▸ **HINWEISE ZUR AUFGABE**
Wiederhole aus dem Text über die Wohnungskündigung in Seegräben wortgetreu die Stelle von „Über die sozialen“ bis „diversen Medien aufgegriffen.“.

▸ **TEXT ZUM LESEN**

Die Gemeinde Seegräben steht derzeit in der Kritik, weil sie einem Mieter gekündigt hat, um in der Wohnung Asylsuchende unterzubringen. (Archivbild)
Die Gemeinde Seegräben steht derzeit in der Kritik, weil sie einem Mieter gekündigt hat, um in der Wohnung Asylsuchende unterzubringen. (Archivbild) Bild: zürioberland24.ch
Die Wohnungskündigung eines Mieters zu Gunsten von Asylsuchenden wirft hohe Wellen. Der Seegräbner Gemeindepräsident Marco Pezzatti nimmt Stellung.

Über die sozialen Medien wurde publik, dass die Gemeinde Seegräben einem Mieter gekündigt hat, um die Wohnung für Asylsuchende zu nutzen. Das hat mittlerweile hohe Wellen in den sozialen Medien geworfen und wurde auch bereits von diversen Medien aufgegriffen.

▸ **Gespeicherte Einträge**
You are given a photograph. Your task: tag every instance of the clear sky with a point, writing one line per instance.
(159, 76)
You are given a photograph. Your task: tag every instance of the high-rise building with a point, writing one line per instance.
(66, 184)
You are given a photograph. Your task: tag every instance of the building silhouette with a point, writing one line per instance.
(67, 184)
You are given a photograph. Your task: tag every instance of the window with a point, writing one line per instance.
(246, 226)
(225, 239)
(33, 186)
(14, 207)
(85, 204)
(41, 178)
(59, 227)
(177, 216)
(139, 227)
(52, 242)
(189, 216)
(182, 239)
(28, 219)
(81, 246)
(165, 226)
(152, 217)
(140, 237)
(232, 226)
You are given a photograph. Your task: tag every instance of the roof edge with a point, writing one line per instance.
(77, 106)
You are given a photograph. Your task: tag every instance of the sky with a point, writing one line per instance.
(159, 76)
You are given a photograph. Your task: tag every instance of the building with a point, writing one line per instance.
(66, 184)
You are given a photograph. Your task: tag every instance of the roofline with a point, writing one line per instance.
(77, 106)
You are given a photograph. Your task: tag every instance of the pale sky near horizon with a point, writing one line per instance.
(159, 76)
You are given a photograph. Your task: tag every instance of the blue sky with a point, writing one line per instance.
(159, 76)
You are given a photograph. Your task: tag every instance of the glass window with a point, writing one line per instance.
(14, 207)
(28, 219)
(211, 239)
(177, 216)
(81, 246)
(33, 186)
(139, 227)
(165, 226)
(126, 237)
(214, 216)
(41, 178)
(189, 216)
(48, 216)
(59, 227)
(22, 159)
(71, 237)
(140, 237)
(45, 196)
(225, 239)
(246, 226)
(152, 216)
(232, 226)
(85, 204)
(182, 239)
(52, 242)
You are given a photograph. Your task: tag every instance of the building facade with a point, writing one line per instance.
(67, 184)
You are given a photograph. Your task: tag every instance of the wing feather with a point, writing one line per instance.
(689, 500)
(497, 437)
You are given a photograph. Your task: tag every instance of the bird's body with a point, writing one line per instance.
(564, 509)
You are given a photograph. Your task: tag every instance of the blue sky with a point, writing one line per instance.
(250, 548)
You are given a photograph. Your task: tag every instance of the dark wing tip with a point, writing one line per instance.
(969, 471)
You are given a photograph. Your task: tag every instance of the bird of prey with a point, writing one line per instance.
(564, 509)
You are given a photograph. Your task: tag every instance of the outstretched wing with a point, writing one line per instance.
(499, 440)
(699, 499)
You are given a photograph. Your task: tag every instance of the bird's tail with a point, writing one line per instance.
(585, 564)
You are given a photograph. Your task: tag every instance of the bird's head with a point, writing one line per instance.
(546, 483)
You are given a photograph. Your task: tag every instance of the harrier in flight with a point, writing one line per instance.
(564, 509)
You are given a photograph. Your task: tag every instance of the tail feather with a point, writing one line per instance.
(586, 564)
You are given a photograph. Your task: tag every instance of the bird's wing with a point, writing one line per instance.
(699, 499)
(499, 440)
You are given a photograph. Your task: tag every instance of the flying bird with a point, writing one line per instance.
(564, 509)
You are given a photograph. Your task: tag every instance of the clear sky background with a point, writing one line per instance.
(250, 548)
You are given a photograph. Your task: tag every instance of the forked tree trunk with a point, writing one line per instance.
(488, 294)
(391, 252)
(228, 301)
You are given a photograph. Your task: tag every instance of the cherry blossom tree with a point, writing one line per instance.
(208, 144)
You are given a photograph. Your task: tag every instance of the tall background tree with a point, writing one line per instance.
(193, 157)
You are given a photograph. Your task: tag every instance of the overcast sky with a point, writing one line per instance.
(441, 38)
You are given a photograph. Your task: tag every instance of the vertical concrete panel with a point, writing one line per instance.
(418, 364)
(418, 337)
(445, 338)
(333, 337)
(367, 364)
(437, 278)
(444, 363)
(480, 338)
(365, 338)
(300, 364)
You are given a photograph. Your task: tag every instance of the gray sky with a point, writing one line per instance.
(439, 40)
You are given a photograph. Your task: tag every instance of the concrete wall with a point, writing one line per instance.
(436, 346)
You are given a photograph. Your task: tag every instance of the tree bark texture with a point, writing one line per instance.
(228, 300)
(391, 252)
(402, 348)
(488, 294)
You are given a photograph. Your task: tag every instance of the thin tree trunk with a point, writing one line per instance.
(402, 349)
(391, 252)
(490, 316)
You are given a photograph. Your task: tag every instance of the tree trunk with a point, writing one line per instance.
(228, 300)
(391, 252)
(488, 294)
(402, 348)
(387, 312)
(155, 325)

▸ **ERGEBNIS DER ÜBUNG**
Über die sozialen Medien wurde publik, dass die Gemeinde Seegräben einem Mieter gekündigt hat, um die Wohnung für Asylsuchende zu nutzen. Das hat mittlerweile hohe Wellen in den sozialen Medien geworfen und wurde auch bereits von diversen Medien aufgegriffen.